After locating the line that holds "Please identify the green tree", copy that line and all that follow it word for word through the end of the data, with no pictures.

# Point-per-instance localization data

--

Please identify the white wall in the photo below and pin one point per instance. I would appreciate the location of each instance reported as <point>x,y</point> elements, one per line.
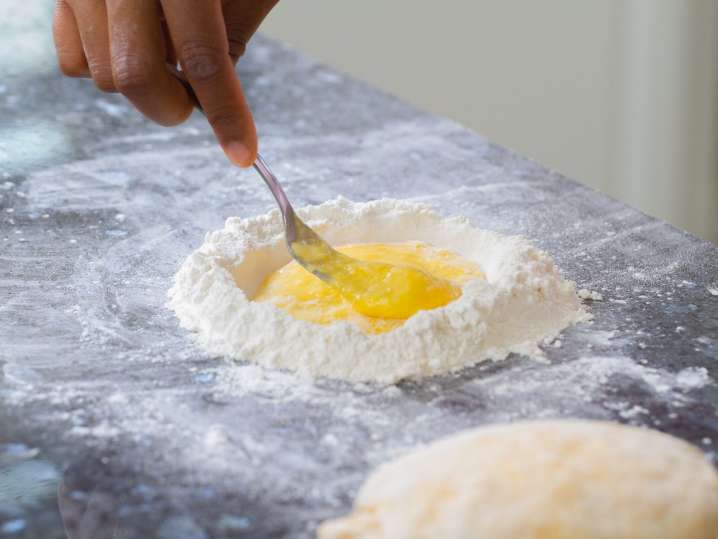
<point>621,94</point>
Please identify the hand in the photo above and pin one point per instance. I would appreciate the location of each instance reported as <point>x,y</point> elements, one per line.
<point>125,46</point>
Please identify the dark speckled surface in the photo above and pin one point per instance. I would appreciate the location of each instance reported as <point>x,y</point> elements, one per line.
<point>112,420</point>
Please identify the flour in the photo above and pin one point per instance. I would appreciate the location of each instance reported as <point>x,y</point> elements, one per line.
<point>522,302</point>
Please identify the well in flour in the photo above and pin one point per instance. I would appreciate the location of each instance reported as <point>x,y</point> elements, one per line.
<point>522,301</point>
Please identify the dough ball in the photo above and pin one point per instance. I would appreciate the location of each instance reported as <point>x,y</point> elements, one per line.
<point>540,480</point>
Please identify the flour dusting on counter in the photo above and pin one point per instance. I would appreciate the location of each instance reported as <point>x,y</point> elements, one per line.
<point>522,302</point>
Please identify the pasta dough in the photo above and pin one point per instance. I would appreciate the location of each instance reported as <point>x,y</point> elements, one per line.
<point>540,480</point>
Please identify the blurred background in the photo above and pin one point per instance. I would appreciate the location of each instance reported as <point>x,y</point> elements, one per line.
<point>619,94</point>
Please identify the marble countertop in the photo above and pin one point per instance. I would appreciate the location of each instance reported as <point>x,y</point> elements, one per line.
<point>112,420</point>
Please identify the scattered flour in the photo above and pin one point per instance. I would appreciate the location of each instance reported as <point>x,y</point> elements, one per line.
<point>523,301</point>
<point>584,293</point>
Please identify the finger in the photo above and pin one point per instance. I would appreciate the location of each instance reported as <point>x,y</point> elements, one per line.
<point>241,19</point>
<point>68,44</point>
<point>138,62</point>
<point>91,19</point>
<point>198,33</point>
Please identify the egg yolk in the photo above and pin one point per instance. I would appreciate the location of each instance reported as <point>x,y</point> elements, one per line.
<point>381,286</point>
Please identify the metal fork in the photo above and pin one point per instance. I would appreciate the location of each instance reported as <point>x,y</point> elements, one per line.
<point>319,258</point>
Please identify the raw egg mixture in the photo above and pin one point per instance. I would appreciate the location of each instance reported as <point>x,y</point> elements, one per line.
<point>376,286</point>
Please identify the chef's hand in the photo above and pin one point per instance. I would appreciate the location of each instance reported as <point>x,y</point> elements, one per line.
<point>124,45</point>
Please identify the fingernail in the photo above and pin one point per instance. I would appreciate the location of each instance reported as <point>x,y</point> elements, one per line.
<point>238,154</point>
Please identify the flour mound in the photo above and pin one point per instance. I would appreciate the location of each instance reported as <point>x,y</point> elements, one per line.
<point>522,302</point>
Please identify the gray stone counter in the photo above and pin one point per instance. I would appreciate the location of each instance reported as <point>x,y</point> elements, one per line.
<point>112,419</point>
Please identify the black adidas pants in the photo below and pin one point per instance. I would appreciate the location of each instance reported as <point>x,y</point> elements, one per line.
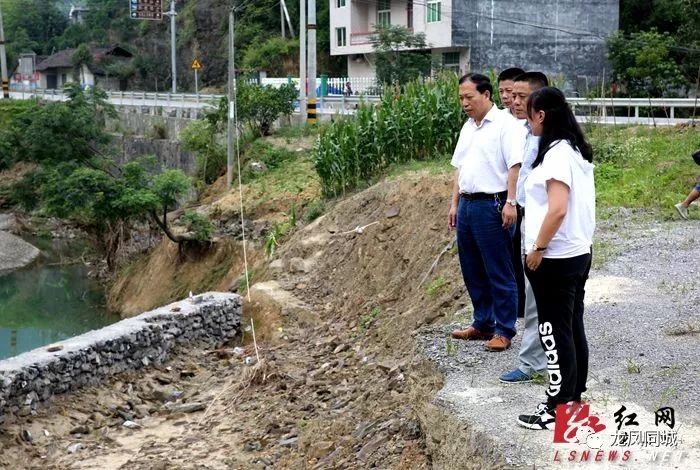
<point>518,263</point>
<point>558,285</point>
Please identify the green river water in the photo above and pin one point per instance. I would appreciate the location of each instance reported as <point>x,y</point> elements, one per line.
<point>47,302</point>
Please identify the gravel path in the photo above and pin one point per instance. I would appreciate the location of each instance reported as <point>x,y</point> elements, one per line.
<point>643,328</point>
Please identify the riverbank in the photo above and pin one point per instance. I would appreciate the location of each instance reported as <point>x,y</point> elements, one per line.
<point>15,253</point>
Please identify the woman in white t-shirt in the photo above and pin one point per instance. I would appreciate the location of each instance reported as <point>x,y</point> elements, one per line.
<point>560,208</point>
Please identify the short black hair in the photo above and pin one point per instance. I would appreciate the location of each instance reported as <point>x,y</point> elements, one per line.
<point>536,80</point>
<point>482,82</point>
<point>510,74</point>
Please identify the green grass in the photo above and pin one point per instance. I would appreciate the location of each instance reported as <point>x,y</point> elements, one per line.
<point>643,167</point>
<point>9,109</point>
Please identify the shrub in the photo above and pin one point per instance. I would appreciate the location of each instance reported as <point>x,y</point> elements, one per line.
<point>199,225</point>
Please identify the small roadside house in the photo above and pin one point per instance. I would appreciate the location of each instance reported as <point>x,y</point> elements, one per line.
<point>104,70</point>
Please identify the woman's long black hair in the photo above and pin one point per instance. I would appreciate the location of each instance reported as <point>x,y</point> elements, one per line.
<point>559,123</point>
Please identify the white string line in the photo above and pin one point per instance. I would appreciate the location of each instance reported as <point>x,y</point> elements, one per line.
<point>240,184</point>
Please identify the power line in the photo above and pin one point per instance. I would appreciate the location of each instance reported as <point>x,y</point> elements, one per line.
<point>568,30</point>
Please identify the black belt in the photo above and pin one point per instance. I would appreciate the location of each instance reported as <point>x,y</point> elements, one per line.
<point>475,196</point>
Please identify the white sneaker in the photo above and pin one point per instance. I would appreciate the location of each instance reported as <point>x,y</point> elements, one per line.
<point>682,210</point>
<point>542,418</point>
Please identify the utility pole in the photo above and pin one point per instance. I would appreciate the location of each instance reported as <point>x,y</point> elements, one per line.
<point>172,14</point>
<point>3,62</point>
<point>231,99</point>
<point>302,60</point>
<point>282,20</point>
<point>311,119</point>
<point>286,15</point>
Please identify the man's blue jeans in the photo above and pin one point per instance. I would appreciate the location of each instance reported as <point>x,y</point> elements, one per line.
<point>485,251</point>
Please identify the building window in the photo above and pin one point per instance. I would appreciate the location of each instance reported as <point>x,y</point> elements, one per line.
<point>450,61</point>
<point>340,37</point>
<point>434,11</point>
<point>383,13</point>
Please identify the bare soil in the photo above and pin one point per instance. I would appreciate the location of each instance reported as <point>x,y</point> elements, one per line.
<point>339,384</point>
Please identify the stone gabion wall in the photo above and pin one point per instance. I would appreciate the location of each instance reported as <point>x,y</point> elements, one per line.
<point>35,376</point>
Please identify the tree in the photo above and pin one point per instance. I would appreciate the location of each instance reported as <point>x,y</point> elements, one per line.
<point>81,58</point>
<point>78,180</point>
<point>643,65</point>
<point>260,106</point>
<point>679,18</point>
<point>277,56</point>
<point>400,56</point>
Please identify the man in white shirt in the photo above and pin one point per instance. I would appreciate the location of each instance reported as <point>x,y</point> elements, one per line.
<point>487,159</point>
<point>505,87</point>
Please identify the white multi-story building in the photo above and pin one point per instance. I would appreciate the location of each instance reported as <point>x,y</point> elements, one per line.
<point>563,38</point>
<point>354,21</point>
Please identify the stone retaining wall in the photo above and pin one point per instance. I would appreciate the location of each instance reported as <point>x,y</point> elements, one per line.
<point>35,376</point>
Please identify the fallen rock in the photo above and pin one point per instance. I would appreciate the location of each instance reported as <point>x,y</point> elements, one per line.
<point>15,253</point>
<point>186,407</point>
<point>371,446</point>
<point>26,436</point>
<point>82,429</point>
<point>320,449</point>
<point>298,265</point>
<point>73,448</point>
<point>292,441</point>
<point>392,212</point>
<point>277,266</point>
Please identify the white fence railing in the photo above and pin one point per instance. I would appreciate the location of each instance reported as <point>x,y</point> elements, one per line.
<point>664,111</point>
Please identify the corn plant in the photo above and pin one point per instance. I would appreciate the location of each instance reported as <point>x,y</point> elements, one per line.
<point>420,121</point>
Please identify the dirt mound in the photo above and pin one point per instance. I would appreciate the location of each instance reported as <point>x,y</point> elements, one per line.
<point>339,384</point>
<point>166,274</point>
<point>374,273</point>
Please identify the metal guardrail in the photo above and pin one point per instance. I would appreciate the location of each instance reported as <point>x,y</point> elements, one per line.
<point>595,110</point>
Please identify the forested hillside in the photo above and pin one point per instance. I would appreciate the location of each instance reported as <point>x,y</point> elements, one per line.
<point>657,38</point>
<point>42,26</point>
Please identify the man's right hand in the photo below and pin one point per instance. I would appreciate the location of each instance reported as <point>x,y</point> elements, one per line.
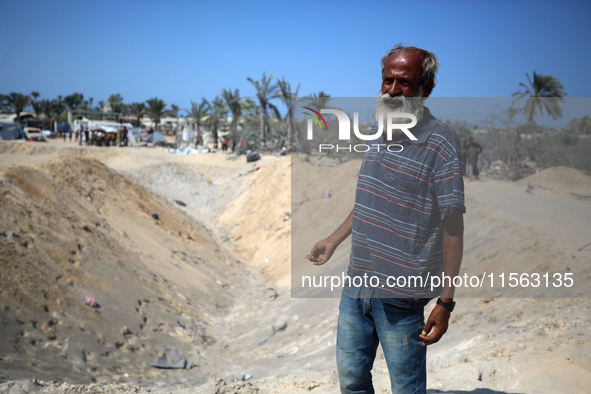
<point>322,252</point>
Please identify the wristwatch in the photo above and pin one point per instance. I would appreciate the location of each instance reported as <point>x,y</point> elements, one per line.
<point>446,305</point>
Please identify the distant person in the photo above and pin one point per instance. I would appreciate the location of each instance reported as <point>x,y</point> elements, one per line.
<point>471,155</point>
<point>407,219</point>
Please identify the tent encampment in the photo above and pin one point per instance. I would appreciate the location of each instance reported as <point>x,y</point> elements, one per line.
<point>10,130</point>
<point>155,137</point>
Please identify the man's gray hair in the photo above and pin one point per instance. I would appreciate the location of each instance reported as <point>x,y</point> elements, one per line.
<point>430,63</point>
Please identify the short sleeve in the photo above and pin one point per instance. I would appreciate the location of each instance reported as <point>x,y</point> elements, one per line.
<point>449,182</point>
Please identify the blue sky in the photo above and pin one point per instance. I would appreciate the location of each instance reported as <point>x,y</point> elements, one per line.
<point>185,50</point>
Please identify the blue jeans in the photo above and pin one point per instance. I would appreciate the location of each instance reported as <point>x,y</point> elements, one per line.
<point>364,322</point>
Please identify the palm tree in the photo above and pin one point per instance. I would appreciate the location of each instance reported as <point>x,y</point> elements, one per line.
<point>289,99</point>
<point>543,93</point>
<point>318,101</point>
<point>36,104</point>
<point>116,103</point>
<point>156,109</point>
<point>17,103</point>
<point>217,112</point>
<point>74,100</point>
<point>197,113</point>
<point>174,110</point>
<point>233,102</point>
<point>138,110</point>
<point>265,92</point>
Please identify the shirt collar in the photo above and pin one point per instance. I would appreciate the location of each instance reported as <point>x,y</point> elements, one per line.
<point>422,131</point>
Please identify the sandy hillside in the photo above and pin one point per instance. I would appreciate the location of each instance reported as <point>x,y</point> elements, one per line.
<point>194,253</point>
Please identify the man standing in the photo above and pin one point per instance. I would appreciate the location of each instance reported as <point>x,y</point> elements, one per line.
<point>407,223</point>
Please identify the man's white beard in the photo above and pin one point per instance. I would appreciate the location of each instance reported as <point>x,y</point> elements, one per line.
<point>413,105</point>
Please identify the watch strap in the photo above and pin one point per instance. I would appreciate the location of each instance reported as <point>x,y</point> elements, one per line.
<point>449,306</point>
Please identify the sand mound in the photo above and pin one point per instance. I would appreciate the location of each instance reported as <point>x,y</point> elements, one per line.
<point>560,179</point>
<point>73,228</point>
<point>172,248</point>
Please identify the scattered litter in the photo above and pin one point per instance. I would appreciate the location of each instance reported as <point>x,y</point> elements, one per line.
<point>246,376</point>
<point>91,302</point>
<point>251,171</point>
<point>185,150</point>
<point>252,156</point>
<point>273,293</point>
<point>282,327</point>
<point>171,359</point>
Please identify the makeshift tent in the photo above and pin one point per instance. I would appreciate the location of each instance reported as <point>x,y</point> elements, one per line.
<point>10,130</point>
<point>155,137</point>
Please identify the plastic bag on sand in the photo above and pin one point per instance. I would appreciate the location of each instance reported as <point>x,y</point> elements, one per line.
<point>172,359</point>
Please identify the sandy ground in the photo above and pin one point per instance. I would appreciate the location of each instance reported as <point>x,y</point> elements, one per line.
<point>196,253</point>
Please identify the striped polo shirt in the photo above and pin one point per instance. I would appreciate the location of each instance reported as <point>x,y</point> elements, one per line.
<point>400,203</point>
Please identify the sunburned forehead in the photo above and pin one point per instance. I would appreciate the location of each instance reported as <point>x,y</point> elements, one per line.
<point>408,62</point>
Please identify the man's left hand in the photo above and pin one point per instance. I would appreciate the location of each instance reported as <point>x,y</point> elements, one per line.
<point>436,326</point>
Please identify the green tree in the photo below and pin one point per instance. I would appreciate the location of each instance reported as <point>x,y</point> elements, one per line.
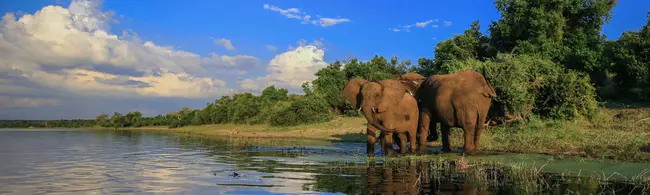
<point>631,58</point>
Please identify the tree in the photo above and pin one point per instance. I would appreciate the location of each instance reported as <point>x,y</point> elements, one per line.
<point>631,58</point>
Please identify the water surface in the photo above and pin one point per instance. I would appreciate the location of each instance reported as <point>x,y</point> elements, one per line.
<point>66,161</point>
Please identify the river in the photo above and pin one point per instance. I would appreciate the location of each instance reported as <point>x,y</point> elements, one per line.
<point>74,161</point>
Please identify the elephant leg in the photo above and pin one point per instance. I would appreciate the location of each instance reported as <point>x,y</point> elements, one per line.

--

# Answer for the task
Please identify the green tree in the photo below and pin one point per instance. I would appreciate the location of each instance reported as <point>x,y</point> elements, one per line.
<point>631,58</point>
Please identify the tree in the photo above and pin one point per instance. I would appreciate the location of each instance reported as <point>x,y</point> elements, one per line.
<point>631,58</point>
Please identify the water surface in the photo above and pin one point per instance. I would appreciate the location of each instance reported as <point>x,y</point> elements, one per line.
<point>66,161</point>
Please identify the river in the photo above and pin one point per instance. I would appreciate the location of each instance reported as <point>x,y</point> elements, one per line.
<point>74,161</point>
Please identify the elephant leg in the photo above and pin one point per instance. I would appreciate the location of each instance reported as <point>x,y</point> elements, one per line.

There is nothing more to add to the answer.